━━━━━ DATA SECTION ━━━━━

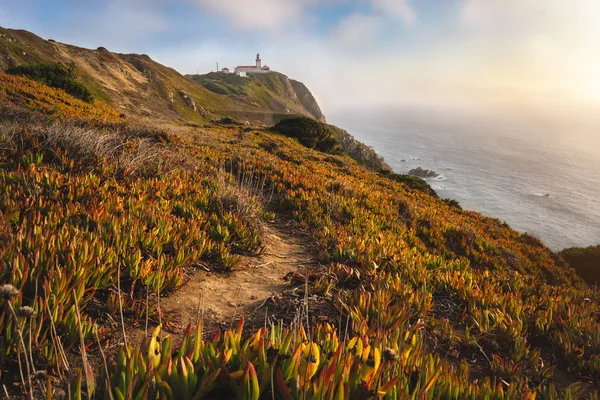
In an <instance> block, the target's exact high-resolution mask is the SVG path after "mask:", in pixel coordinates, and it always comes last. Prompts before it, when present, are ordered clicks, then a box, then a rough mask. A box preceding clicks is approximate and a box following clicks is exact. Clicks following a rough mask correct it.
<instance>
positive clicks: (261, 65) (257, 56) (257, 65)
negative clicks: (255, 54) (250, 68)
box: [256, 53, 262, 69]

━━━━━
━━━━━ DATA SECTION ━━━━━

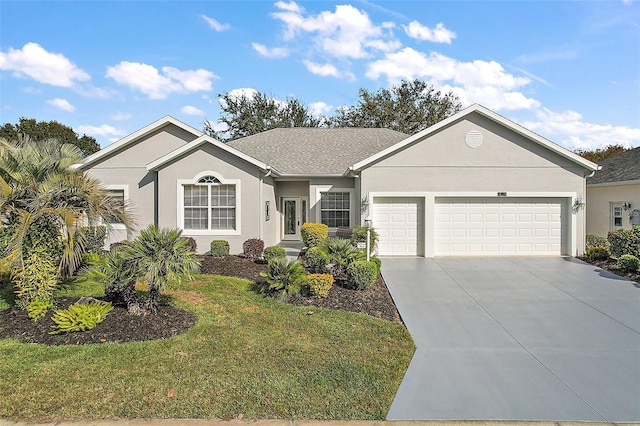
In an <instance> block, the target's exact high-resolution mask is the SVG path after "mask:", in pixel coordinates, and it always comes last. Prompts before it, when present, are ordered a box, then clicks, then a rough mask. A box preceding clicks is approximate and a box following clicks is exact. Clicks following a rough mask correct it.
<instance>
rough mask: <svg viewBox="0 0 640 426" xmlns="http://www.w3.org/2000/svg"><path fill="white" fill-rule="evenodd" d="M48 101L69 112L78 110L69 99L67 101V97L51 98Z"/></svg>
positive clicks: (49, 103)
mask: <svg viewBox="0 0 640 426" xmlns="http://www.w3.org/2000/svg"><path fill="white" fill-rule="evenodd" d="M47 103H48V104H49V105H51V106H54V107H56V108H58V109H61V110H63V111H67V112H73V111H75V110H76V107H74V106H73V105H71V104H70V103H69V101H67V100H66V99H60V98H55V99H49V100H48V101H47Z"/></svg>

━━━━━

EXERCISE OBJECTIVE:
From the material above, return every line that contains "target".

WRITTEN REPLY:
In an <instance> block, the target's exact high-resolution mask is the SVG path after "mask:", in pixel coordinates, and it always comes last. Prompts before it, when present, are ordered clicks, then a box, then a rough mask. A box preceding clicks is approximate and a box following clicks is exact. Clicks following a rough mask correct it.
In an <instance> block, the target's exact high-resolution mask is the SVG path after "mask:", in pixel coordinates, and it always comes last. Prompts before it, when present, are ordered a box, then clicks, then a rough mask. A box preceding clicks is approximate and a box following clicks is exact. Clicks following a rough mask correct it.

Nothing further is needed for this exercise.